> **Input for this task**:
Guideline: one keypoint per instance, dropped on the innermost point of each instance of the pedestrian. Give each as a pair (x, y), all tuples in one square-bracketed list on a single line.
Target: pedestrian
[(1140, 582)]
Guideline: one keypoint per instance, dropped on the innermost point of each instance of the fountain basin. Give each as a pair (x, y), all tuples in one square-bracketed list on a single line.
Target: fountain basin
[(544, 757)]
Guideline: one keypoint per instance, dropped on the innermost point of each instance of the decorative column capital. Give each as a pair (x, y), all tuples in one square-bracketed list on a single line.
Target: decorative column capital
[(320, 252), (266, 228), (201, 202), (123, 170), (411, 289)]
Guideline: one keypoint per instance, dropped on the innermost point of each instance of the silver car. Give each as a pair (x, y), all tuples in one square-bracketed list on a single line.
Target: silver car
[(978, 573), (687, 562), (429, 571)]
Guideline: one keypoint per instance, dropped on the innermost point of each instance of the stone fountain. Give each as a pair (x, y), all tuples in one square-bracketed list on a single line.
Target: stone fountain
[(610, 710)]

> **Task to complete**: Could you write out all of the material above again, switching every "innermost point" to "central point" and leaving everything else as it is?

> **Output**:
Guideline: one keypoint per instance, dropped on the central point of each instance of the pedestrian. Give each as a pair (x, y), all tuples in one square-bracketed list on a single line.
Target: pedestrian
[(1140, 582)]
Guideline: one keypoint per instance, dropped on the central point of each instance of the fountain basin. Give each as a pair (x, y), all tuples in one square-bracketed list on a single line.
Target: fountain basin
[(544, 757)]
Guideline: one keypoint per instance, dropped on the central point of each instance of the decorative column capital. Give each as a pair (x, y), all tuples in one square-bracketed list on a single line.
Target: decorative column capital
[(320, 252), (266, 228), (201, 202), (123, 170), (411, 289)]
Guideline: one keypoint per instance, dropped on the central point of each instance of the silver car. Give each as a pair (x, y), all tuples in one square-bracketed list on a single line.
Target: silver car
[(978, 573), (687, 562), (429, 571)]
Guideline: one keypoint per instance, dropped on the central point of each instance of the stone fountain. Give each as a pair (x, y), all tuples in one square-bracketed list on a single line.
Target: stone fountain
[(610, 710)]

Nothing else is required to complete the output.